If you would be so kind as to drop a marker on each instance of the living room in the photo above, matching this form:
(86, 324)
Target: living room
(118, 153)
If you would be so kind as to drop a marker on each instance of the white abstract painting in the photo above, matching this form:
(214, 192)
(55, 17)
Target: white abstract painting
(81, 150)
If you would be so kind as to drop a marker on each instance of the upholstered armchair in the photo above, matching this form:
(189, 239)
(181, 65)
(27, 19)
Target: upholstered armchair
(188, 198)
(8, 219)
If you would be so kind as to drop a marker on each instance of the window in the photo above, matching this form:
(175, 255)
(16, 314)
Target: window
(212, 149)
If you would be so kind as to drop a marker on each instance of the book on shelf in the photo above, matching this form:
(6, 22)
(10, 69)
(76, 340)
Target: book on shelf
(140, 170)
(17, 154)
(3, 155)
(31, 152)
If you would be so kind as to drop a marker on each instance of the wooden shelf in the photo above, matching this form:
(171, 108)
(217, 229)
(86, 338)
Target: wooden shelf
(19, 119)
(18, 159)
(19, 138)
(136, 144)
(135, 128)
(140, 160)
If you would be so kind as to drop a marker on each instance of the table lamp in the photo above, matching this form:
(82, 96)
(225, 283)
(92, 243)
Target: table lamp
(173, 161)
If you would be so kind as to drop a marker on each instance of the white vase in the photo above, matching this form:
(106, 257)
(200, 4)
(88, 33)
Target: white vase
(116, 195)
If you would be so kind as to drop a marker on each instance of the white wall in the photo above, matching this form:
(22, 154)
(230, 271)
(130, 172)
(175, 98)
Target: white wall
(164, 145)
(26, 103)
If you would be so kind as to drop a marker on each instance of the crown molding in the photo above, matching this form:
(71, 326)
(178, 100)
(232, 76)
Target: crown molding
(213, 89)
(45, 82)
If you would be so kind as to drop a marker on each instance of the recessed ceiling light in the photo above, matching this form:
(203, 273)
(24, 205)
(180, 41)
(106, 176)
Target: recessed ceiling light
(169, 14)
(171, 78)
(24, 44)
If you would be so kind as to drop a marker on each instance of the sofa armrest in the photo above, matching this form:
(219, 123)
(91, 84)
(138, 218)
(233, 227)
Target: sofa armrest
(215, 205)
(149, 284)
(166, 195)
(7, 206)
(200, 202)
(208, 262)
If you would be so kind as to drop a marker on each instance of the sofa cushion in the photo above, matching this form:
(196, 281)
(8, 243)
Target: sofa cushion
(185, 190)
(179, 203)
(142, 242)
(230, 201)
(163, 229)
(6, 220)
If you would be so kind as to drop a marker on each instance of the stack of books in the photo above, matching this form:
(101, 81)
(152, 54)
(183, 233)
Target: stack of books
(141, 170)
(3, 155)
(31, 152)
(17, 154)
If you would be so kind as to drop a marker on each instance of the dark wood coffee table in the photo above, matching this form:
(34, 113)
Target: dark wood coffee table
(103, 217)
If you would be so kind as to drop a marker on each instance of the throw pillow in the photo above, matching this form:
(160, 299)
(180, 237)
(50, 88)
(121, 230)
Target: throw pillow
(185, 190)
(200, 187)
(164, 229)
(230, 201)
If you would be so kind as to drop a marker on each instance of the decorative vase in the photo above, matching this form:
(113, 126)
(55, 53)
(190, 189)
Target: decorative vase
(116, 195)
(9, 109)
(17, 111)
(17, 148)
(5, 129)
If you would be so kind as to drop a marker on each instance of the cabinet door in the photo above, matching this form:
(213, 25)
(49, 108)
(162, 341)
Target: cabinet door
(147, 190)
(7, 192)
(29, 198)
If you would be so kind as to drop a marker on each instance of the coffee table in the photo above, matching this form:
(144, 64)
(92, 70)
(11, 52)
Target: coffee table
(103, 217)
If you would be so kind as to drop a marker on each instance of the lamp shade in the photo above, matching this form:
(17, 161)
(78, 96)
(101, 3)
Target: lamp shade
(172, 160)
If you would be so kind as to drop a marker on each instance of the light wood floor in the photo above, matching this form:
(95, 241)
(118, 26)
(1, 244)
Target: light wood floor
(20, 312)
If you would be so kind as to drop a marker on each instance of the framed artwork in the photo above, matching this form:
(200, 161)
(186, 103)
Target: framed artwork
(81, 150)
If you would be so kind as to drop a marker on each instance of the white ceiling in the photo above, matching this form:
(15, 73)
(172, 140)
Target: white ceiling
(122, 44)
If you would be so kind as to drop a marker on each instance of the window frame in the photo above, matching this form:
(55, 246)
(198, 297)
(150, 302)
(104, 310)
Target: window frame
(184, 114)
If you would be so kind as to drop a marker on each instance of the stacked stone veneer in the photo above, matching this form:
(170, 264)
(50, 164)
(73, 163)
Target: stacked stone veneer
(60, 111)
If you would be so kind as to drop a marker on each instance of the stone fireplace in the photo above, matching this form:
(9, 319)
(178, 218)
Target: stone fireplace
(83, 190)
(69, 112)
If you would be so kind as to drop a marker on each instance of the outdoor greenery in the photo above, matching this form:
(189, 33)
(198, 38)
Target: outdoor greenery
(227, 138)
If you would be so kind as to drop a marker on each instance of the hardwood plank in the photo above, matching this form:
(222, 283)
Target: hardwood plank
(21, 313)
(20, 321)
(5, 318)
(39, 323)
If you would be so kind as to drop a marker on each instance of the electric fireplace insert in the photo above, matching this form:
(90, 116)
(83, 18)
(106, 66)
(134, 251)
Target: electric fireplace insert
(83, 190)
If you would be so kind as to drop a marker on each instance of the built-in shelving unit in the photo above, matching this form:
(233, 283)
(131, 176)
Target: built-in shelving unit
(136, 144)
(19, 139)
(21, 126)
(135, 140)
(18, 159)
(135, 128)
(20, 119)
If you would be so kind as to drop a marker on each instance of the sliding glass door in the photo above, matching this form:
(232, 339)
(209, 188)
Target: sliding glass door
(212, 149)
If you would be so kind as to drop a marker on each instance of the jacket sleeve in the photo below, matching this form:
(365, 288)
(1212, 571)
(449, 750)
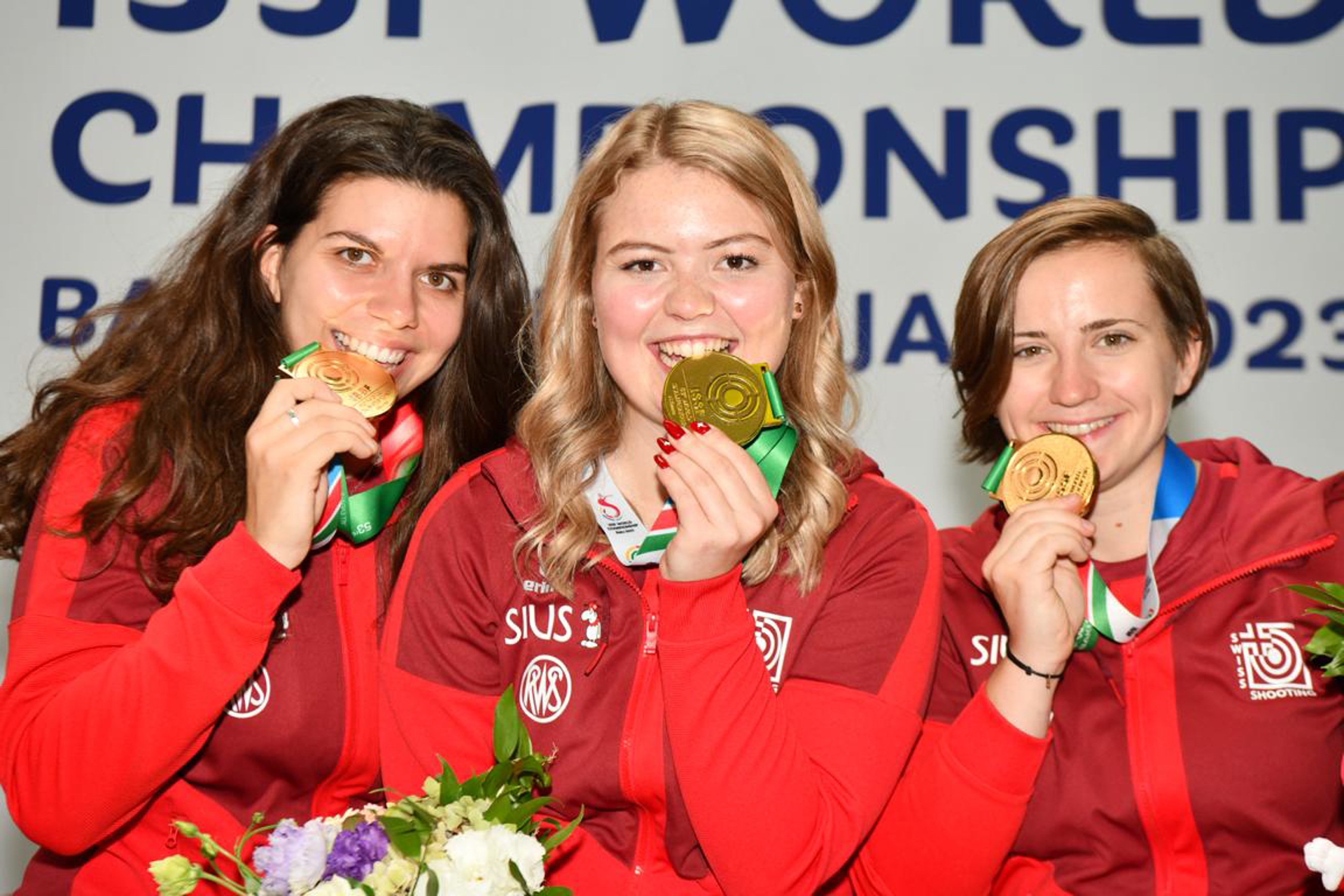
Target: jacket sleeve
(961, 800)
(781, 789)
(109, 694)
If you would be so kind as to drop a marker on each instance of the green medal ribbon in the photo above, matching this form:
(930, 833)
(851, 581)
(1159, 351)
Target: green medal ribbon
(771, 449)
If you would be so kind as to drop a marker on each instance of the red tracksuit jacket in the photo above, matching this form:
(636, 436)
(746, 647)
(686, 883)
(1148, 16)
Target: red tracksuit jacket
- - -
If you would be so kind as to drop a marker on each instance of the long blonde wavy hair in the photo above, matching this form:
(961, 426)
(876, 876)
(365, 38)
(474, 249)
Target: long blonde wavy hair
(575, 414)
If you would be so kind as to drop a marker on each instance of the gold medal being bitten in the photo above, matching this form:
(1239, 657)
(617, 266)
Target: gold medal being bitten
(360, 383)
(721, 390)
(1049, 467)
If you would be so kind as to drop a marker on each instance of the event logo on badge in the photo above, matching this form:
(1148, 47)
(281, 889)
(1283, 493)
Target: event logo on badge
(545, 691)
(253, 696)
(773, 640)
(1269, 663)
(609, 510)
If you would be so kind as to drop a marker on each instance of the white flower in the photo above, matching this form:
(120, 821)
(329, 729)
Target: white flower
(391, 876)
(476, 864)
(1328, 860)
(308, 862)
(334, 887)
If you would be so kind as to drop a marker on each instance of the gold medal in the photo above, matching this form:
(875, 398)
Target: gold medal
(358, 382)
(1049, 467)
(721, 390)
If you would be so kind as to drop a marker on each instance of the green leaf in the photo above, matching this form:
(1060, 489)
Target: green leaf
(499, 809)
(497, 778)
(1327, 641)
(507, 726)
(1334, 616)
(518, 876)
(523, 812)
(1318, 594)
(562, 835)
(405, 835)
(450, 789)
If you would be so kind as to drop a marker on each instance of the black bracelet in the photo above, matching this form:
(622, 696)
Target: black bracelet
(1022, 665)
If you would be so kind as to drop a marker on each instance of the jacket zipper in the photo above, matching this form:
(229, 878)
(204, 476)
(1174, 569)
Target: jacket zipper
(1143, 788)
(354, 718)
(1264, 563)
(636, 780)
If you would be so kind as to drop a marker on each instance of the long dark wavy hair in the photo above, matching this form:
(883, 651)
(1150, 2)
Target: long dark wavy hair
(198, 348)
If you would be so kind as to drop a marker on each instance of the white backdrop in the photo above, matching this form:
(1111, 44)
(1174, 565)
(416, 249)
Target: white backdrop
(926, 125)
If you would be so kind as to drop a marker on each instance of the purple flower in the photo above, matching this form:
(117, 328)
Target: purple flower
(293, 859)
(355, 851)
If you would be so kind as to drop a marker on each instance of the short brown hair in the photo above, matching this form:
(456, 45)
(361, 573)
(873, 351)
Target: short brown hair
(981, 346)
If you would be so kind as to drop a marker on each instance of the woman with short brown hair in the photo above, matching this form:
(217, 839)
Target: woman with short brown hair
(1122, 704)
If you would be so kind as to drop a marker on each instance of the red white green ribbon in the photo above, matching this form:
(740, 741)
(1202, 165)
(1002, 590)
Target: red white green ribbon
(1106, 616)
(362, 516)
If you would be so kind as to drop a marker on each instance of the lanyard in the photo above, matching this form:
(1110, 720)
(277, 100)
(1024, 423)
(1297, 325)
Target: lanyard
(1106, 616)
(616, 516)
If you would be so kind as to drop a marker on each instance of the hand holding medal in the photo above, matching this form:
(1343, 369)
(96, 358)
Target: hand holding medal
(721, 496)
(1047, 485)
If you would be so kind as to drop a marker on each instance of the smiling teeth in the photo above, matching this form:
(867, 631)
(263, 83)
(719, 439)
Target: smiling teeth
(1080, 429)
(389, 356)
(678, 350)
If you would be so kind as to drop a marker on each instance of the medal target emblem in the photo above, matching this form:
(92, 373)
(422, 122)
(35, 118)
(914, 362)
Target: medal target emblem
- - -
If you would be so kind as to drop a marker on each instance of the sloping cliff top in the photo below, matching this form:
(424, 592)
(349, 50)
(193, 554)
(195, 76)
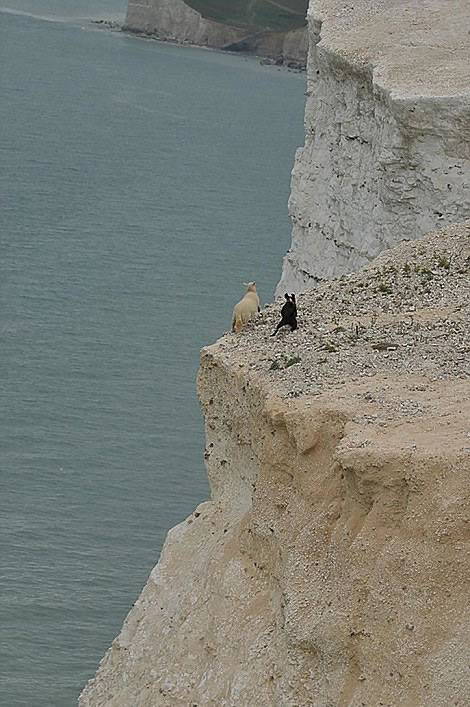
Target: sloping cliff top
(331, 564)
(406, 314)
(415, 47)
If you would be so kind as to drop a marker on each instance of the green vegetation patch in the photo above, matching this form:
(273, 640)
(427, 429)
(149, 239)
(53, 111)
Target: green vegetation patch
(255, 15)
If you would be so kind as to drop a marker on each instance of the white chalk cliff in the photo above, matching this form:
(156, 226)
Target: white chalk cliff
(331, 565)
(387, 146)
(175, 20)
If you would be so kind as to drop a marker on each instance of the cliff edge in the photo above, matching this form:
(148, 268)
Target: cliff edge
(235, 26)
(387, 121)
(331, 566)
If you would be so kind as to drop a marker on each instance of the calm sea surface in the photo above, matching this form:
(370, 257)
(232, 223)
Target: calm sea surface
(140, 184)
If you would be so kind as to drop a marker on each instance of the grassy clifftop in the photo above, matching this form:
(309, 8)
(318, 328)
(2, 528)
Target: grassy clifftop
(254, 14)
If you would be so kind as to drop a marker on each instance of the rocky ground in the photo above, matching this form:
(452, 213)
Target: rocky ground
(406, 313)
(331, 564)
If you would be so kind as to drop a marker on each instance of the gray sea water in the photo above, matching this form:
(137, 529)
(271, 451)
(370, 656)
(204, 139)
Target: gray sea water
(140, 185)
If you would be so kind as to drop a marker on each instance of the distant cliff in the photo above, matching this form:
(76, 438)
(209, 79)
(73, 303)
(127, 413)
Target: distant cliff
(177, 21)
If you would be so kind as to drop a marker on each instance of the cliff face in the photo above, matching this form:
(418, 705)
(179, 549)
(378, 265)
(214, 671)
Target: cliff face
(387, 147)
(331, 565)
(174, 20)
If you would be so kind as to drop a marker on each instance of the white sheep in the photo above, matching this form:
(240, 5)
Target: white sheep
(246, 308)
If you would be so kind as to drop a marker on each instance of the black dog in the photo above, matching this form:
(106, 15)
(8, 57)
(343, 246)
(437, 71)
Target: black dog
- - -
The string "emblem" marks the lines to return from the material. Copy each one.

- [FINAL ANSWER]
If you would be so kind as to drop a marker on each instance of the medal target emblem in the photo above, matching this form:
Target: medal target emblem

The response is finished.